> _LISTING_:
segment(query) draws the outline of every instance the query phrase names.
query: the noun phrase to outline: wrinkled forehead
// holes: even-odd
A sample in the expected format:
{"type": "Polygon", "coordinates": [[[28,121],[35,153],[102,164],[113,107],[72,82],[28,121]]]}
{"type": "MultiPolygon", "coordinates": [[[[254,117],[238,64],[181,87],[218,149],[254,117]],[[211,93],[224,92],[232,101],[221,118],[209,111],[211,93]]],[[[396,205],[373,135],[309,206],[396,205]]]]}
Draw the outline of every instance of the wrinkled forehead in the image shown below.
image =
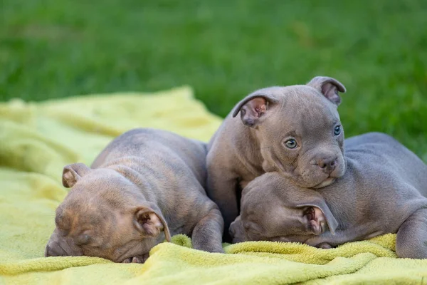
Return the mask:
{"type": "Polygon", "coordinates": [[[286,129],[294,135],[302,135],[329,129],[339,122],[337,107],[310,87],[307,92],[290,89],[284,96],[280,108],[273,120],[279,124],[270,124],[275,131],[286,129]],[[278,118],[278,117],[279,117],[278,118]]]}
{"type": "Polygon", "coordinates": [[[69,195],[56,209],[55,223],[64,230],[100,227],[115,219],[113,211],[100,197],[69,195]]]}

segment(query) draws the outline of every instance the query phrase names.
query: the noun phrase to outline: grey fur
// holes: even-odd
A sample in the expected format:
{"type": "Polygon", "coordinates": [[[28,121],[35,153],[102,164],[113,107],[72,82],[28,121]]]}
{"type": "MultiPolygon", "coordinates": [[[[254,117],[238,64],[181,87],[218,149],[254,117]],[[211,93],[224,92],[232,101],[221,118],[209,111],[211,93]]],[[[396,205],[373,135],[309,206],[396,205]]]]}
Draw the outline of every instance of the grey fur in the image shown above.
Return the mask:
{"type": "Polygon", "coordinates": [[[234,242],[300,242],[330,248],[397,233],[399,256],[427,258],[427,165],[378,133],[346,140],[345,157],[344,175],[322,189],[297,187],[277,172],[249,183],[241,216],[230,227],[234,242]],[[306,214],[310,205],[320,209],[316,216],[327,222],[311,220],[306,214]],[[322,224],[320,233],[313,232],[313,222],[322,224]]]}
{"type": "Polygon", "coordinates": [[[344,174],[344,133],[334,135],[341,125],[338,92],[345,88],[328,77],[260,89],[226,118],[208,145],[206,162],[208,195],[218,204],[226,228],[238,214],[240,190],[265,172],[278,171],[310,187],[326,186],[344,174]],[[284,145],[290,137],[297,148],[284,145]]]}

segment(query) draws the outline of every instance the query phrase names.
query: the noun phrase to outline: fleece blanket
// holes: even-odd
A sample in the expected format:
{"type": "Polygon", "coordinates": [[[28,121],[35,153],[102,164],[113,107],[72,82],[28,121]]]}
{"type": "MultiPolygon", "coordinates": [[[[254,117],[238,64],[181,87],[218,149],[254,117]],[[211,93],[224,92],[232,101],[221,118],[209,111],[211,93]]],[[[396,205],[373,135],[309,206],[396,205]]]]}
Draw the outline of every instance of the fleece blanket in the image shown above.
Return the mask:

> _DESCRIPTION OF THE TASK_: Strip the images and reproduce the remaining records precisely.

> _REPLY_:
segment(query) draws the outline of every instance the query phrase names.
query: the noun phrase to outline: wrinkled forehead
// holes: even-odd
A sample in the expected format:
{"type": "Polygon", "coordinates": [[[28,121],[35,153],[102,164],[113,107],[72,82],[28,121]]]}
{"type": "MultiPolygon", "coordinates": [[[[254,117],[238,64],[181,87],[218,149],[254,117]],[[211,93],[224,92],[232,101],[221,118],[209,111],[211,93]]],[[[396,205],[373,135],[309,206],[396,205]]]]}
Draw the outline of every instance of the wrinkled forehead in the image shown below.
image =
Return the mask:
{"type": "Polygon", "coordinates": [[[286,129],[294,135],[302,135],[329,129],[339,122],[337,107],[310,87],[307,92],[290,89],[284,96],[280,108],[273,120],[279,124],[270,124],[275,131],[286,129]],[[278,118],[278,117],[279,117],[278,118]]]}
{"type": "Polygon", "coordinates": [[[69,195],[56,209],[55,223],[64,230],[100,227],[115,219],[113,211],[100,197],[69,195]]]}

segment(query) draws the outline of every instance the query phrase names.
query: the noun phrase to outline: grey fur
// holes: even-odd
A sample in the expected format:
{"type": "Polygon", "coordinates": [[[28,121],[35,153],[102,164],[113,107],[72,82],[28,121]]]}
{"type": "MultiPolygon", "coordinates": [[[[254,117],[238,64],[181,87],[218,149],[254,117]],[[211,93],[224,92],[232,101],[221,118],[209,111],[211,93]]],[[[396,205],[373,135],[309,206],[396,205]]]]}
Draw the outline of every instance of the grey fur in the image shown above.
Return the mask:
{"type": "Polygon", "coordinates": [[[234,242],[300,242],[330,248],[397,233],[399,256],[427,258],[427,165],[378,133],[346,140],[345,157],[344,175],[322,189],[297,187],[277,172],[249,183],[241,216],[230,227],[234,242]],[[306,214],[310,205],[320,209],[316,216],[327,222],[311,220],[306,214]],[[322,224],[320,233],[313,232],[313,222],[322,224]]]}
{"type": "Polygon", "coordinates": [[[344,174],[344,133],[334,135],[341,125],[338,92],[345,88],[328,77],[260,89],[226,118],[208,145],[206,162],[208,195],[218,204],[226,228],[238,214],[240,190],[265,172],[278,171],[310,187],[326,186],[344,174]],[[284,145],[290,137],[297,148],[284,145]]]}

segment(query) draws the outline of every instance the query phrase names.
query: the noun phrase to outline: fleece blanket
// holes: even-odd
A sample in the expected format:
{"type": "Polygon", "coordinates": [[[28,121],[35,153],[102,164],[113,107],[72,82],[28,121]]]}
{"type": "MultiPolygon", "coordinates": [[[[254,117],[238,64],[181,87],[218,149],[254,117]],[[211,93],[224,92],[232,101],[221,118],[209,111],[211,93]]],[[[396,205],[373,135],[309,206],[396,205]]]]}
Draw the outline of every instance of the fleece blanket in the image shown above.
Return the mask:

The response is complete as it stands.